**OBJECTIVE**
Copy out every one of the lines below word for word, changing nothing.

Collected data
= = = = = = =

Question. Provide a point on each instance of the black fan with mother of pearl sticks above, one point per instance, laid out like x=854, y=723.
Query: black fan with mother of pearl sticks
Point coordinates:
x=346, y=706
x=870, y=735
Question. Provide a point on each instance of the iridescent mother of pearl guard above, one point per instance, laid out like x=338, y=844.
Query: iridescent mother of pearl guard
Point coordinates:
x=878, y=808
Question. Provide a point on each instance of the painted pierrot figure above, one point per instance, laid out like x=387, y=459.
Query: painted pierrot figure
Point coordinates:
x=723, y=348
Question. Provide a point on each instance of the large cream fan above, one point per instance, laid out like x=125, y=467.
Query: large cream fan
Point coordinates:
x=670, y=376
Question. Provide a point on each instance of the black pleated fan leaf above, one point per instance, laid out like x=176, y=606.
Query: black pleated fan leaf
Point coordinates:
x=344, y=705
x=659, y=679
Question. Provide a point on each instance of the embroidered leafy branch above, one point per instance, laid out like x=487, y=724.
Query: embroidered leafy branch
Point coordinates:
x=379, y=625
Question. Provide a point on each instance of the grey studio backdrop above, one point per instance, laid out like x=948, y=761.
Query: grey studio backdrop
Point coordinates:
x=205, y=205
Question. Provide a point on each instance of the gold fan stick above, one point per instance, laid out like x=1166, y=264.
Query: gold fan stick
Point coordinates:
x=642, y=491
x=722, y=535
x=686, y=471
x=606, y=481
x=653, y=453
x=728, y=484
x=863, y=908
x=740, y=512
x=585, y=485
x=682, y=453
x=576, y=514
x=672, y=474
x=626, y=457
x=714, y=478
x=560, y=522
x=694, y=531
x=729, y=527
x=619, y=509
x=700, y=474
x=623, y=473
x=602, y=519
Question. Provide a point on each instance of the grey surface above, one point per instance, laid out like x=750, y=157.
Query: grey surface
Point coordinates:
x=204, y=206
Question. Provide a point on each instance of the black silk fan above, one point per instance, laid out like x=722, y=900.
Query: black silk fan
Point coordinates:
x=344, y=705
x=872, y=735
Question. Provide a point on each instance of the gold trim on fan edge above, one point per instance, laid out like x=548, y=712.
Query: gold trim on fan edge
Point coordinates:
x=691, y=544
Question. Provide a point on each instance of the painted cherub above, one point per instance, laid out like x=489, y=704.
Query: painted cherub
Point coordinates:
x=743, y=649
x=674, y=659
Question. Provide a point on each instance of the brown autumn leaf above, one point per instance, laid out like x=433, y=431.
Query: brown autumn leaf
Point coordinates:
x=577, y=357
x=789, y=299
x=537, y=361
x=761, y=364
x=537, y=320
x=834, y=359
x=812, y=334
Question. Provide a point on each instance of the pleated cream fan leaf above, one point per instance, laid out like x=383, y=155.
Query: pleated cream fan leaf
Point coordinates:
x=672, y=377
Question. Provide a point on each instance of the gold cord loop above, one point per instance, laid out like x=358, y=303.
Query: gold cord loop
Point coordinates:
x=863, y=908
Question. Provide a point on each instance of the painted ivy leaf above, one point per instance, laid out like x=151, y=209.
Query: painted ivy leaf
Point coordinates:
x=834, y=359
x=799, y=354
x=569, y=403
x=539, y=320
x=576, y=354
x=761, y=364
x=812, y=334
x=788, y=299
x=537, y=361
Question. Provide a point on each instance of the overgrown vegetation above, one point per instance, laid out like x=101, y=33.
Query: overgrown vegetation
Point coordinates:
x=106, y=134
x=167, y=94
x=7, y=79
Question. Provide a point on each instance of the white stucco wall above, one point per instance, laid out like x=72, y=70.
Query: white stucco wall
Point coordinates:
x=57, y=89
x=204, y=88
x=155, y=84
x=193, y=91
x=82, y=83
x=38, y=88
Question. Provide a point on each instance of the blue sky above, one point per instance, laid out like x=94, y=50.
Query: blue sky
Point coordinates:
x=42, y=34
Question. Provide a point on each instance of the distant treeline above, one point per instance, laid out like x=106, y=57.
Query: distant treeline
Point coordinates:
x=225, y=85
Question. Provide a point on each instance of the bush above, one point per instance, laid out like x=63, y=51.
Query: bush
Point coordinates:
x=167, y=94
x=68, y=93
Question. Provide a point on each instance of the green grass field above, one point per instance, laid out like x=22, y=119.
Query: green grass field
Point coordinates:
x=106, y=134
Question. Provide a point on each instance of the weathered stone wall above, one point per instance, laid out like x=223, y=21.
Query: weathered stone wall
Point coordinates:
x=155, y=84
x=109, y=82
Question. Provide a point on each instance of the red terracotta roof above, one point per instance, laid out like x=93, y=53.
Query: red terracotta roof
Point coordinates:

= = = = = = =

**COMPLETE ANSWER**
Question. Provide a point on each instance of the black fan with mother of pearl sticks above, one point per instance, laid out like x=854, y=723.
Query: black fan with mother of pearl sticks
Point coordinates:
x=346, y=706
x=870, y=735
Question. Provide a point on each instance of the iridescent mother of pearl guard above, one point per instance, laid out like x=338, y=844.
Query: iridescent mother of pearl guard
Point coordinates:
x=878, y=808
Question. Provide a point on each instance of the painted pierrot figure above, one point per instance, laid out like x=387, y=459.
Query: painted pierrot figure
Point coordinates:
x=723, y=348
Question. Provide a point on each instance of the large cream fan above, one point per instance, laid out like x=125, y=467.
Query: large cream fan
Point coordinates:
x=670, y=376
Question. Provide a point on each instance of the black pleated fan leaf above, one point per instance, laid out like x=176, y=606.
Query: black pleated fan leaf
Point coordinates:
x=344, y=705
x=659, y=679
Question. Provide a point on each instance of the embroidered leafy branch above, one point per instance, laid out like x=487, y=724.
Query: embroidered leafy branch
Point coordinates:
x=379, y=625
Question. Provide a point on each instance of the grey studio backdrop above, one point per instance, laid out like x=948, y=761.
Query: grey studio backdrop
Point coordinates:
x=205, y=205
Question. Provide a point on each instance of the gold fan stick above, one point per instance, laid out like x=1166, y=264.
Query: gold fan stick
Point coordinates:
x=642, y=491
x=722, y=535
x=686, y=471
x=606, y=481
x=653, y=453
x=728, y=484
x=863, y=908
x=740, y=512
x=585, y=485
x=682, y=453
x=576, y=514
x=672, y=474
x=626, y=457
x=714, y=478
x=560, y=522
x=694, y=531
x=729, y=527
x=619, y=509
x=700, y=474
x=623, y=473
x=602, y=519
Question. Provide a point on each instance of the grey surface above, one point per instance, laid out like x=750, y=157.
Query: grey surface
Point coordinates:
x=204, y=206
Question. Provide a point on each instance of the black silk fan above, one point per instance, laid out like x=722, y=900.
Query: black silk fan
Point coordinates:
x=344, y=705
x=872, y=735
Question. Provide a point on each instance of the gold trim on fan edge above, one point per instance, laid out like x=548, y=712.
Query: gold trim on fan edge
Point coordinates:
x=691, y=544
Question. Provide a point on each instance of the painted cherub above, one point per instance, laid out like x=489, y=704.
Query: painted cherub
Point coordinates:
x=743, y=649
x=674, y=659
Question. Provide a point on each instance of the brown autumn leaf above, one point per instance, laid out like x=433, y=431.
Query: brown autumn leaf
Point coordinates:
x=577, y=357
x=789, y=299
x=537, y=361
x=761, y=364
x=537, y=320
x=834, y=359
x=812, y=334
Question. Provide a point on each instance of the pleated cream fan leaf above, one point per instance, laid out like x=383, y=155.
Query: pleated cream fan leaf
Point coordinates:
x=672, y=377
Question. Provide a point on each instance of the gold cord loop above, one point per instance, laid out like x=358, y=303.
Query: gold cord loop
Point coordinates:
x=863, y=908
Question. Provide a point on each instance of the painted ivy leaf above, one point per instance, laid out like x=151, y=209.
Query: painted ivy leaf
Point coordinates:
x=834, y=359
x=799, y=354
x=569, y=403
x=539, y=320
x=576, y=354
x=761, y=364
x=812, y=334
x=788, y=299
x=537, y=361
Question. Provide a point on each instance of the overgrown vegetation above, one point per instance, laid out like x=101, y=33.
Query: overgrown vegetation
Point coordinates:
x=106, y=134
x=167, y=94
x=7, y=79
Question. Provide a point on each instance of the white stucco wall above, one point per instance, laid out like x=72, y=70.
Query: white stucco wall
Point coordinates:
x=57, y=89
x=204, y=88
x=155, y=84
x=193, y=91
x=82, y=83
x=38, y=88
Question. Provide a point on each instance of the blue sky above, one point per instance, laid out like x=94, y=50.
Query: blue sky
Point coordinates:
x=42, y=34
Question. Provide a point on each instance of the distant treeline above, one point per instance, laid out like x=106, y=57.
Query: distant treeline
Point coordinates:
x=225, y=85
Question. Provide a point on each instance of the bush above, one point per instance, laid out like x=63, y=51.
Query: bush
Point coordinates:
x=167, y=94
x=68, y=93
Question. Provide a point on each instance of the green grass field above, one point per instance, laid out like x=22, y=119.
Query: green grass field
Point coordinates:
x=106, y=134
Question. Provide a point on each instance of the weathered stone wall above, one point per instance, laid out like x=223, y=21.
Query: weathered stone wall
Point coordinates:
x=155, y=84
x=109, y=82
Question. Provide a point on each instance of the red terracotta roof above, one point per instance, laid out like x=93, y=53.
Query: red terracotta roof
Point coordinates:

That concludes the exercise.